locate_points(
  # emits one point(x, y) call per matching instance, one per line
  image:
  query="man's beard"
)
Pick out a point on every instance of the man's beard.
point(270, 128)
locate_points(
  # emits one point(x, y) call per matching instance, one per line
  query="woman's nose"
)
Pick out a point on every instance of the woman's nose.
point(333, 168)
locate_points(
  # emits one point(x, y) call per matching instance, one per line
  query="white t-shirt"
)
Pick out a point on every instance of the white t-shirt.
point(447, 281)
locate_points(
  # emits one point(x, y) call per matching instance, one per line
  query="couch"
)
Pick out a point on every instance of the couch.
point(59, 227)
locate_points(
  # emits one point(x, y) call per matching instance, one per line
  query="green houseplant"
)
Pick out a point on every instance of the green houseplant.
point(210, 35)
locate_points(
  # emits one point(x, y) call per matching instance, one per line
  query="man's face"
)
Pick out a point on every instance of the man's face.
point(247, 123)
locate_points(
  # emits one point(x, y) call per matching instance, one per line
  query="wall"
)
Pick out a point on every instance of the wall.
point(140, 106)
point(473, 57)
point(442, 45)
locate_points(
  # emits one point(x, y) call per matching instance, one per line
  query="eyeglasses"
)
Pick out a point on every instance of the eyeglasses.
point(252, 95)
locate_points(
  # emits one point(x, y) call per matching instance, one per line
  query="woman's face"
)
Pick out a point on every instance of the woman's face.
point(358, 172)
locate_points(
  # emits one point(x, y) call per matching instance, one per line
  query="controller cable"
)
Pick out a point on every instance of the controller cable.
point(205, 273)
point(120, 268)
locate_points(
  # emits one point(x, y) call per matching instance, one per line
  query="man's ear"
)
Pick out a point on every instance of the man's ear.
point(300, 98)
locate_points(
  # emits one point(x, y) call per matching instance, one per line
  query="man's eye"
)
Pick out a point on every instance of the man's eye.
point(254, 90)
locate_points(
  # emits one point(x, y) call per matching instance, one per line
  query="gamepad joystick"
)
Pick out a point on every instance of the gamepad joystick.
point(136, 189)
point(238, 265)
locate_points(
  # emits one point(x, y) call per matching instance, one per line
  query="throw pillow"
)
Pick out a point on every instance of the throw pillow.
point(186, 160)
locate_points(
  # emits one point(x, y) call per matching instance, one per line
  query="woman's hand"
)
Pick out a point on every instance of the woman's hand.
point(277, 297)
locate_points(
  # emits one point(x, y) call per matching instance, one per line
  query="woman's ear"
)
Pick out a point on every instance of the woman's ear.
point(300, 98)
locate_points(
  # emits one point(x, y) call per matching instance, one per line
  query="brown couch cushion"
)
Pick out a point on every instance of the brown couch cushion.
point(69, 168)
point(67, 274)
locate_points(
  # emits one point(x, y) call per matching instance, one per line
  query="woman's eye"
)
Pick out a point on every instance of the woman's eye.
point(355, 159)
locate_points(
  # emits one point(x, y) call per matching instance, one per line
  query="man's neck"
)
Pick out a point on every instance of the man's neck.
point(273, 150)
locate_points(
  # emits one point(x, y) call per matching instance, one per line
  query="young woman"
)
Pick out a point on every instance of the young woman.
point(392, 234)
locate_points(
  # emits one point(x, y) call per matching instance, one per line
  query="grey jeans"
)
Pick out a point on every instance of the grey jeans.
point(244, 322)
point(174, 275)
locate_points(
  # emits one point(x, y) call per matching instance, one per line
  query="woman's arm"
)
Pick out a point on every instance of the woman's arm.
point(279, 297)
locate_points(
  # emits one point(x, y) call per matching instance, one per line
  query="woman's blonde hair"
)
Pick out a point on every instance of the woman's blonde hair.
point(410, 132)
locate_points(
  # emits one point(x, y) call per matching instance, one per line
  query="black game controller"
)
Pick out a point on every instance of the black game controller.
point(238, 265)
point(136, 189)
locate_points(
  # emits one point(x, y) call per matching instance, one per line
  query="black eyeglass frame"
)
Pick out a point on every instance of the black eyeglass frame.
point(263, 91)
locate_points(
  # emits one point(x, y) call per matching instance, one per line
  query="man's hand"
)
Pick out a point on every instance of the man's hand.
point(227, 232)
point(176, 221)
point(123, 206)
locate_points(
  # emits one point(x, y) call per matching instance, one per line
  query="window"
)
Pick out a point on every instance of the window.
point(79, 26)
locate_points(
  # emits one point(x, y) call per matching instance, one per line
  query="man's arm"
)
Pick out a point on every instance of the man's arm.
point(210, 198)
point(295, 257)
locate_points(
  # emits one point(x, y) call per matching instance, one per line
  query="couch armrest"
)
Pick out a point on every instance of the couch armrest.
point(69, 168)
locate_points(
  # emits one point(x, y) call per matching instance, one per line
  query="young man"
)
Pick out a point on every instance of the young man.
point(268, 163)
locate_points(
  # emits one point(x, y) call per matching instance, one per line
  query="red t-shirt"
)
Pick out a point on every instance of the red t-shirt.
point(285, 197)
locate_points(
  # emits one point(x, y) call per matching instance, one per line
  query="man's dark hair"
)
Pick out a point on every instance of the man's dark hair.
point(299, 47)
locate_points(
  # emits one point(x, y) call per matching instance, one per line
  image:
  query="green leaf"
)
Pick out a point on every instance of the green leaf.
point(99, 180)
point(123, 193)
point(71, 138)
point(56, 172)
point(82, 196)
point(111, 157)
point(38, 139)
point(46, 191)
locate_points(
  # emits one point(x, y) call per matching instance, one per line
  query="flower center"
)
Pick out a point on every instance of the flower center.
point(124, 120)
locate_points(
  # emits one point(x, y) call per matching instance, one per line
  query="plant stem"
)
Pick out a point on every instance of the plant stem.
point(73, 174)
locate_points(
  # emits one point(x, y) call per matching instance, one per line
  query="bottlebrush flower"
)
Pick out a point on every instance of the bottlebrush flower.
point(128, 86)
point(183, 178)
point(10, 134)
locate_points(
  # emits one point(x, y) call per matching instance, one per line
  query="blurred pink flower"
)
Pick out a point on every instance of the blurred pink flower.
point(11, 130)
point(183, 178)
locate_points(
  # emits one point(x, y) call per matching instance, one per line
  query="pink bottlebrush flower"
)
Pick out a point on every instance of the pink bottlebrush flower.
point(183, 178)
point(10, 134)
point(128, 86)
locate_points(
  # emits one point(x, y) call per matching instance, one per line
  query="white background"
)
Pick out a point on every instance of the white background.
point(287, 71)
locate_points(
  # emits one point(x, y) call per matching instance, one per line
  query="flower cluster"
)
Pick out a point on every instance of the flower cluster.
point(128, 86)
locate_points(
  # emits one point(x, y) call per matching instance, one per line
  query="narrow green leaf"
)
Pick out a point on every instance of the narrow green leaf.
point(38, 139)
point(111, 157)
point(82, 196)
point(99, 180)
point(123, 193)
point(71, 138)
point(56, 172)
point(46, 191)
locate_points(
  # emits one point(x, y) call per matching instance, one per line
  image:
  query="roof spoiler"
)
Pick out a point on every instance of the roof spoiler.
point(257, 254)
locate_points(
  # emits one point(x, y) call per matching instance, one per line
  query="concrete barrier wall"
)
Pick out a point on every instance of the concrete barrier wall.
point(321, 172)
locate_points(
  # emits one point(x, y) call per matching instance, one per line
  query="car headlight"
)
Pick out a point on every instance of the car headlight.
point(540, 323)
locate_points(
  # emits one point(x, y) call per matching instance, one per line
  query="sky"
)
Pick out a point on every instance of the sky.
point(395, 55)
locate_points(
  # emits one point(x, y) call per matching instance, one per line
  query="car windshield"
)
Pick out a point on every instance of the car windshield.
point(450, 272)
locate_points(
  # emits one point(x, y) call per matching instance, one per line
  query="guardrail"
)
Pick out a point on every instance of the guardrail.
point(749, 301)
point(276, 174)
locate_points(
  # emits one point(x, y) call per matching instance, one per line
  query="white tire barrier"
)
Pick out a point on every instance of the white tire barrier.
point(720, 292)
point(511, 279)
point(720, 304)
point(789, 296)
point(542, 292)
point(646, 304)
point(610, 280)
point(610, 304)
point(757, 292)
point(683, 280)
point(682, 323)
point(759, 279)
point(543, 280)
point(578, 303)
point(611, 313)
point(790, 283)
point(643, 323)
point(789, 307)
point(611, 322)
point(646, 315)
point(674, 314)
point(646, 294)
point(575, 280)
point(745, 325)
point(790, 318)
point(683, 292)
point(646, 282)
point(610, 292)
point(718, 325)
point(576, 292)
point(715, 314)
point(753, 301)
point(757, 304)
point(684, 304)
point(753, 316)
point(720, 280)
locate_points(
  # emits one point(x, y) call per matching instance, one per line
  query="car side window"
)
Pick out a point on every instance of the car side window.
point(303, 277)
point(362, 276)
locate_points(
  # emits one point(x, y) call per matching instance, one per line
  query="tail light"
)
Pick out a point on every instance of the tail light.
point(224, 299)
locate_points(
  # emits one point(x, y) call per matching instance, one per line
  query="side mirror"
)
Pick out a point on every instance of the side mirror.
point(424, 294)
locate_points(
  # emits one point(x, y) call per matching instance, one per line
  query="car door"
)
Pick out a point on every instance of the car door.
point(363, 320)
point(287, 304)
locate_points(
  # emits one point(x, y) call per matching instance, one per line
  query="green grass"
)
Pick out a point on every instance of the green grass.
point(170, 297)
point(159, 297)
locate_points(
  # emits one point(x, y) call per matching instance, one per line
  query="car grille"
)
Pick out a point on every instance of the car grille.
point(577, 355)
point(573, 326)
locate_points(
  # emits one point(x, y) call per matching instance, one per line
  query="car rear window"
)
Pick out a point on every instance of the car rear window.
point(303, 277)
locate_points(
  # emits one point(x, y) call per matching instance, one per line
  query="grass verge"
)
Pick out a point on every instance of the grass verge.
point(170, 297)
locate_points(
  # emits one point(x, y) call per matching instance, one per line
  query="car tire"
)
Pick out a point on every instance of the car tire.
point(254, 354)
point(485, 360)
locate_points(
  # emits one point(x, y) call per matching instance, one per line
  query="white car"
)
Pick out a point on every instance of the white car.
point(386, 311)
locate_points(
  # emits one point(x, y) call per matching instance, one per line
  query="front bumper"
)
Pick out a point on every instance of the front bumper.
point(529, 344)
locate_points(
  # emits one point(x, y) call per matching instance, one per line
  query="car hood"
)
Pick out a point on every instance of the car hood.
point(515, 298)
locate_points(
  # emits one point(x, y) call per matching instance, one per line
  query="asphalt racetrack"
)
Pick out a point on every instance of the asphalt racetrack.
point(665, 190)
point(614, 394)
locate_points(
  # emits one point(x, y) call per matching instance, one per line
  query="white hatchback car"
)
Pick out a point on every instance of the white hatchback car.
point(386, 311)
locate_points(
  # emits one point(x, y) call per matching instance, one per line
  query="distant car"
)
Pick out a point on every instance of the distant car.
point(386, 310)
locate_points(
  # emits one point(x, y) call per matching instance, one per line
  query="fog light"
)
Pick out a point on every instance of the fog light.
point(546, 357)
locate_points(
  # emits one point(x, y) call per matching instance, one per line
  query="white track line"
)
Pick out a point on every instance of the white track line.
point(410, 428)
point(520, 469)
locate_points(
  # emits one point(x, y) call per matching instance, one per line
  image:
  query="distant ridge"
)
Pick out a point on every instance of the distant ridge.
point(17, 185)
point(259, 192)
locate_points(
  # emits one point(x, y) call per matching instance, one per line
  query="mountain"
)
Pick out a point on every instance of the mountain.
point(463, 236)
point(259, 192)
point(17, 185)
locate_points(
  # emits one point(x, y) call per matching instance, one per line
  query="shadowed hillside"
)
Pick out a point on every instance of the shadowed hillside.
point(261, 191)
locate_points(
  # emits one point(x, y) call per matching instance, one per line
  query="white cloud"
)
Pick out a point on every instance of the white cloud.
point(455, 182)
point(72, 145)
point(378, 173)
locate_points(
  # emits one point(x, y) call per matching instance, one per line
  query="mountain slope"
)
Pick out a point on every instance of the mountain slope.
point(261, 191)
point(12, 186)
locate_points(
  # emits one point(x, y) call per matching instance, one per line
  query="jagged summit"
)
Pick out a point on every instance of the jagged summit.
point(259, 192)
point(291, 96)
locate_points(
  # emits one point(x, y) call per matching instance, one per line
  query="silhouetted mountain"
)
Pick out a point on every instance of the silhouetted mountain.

----

▶ [Set exercise]:
Filter the entries above down to the lines that contain the string "slope", and copy each such line in full.

▶ [Answer to the exercise]:
  query="mountain slope"
Pick out a point on every instance of the mountain slope.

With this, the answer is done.